→ **Your task**
Each line of the records has to be copied exactly, though the pictures must be left out.

[Image-grounded pointing data]
=-=-=

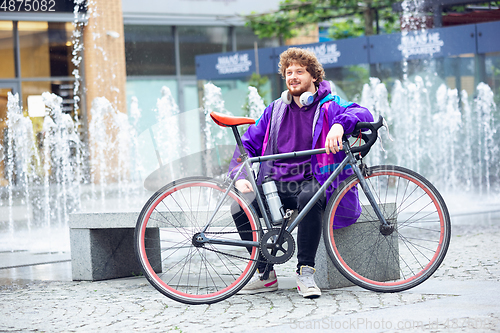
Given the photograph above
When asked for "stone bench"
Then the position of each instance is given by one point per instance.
(102, 247)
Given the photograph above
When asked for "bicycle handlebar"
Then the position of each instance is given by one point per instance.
(369, 138)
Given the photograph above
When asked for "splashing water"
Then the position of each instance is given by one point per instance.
(256, 104)
(212, 101)
(456, 150)
(61, 148)
(20, 153)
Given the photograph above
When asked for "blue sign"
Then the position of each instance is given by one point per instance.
(433, 43)
(430, 43)
(225, 65)
(488, 38)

=-=-=

→ **Task solution**
Given the photograph above
When asked for "stone bench"
Then the position of each instance is given by one point per instance.
(102, 247)
Given the photograph above
When asked for "bicycle handlebar"
Then the position of each instance is given by one point per instance.
(369, 138)
Given the photograph above
When asked for "splashing water"
Then the position of each instance is given by one point per instance.
(256, 104)
(212, 101)
(456, 150)
(61, 148)
(20, 153)
Given the photograph above
When asked for "blue sign"
Then the position of each instance is given by one point per instance.
(433, 43)
(430, 43)
(225, 65)
(488, 38)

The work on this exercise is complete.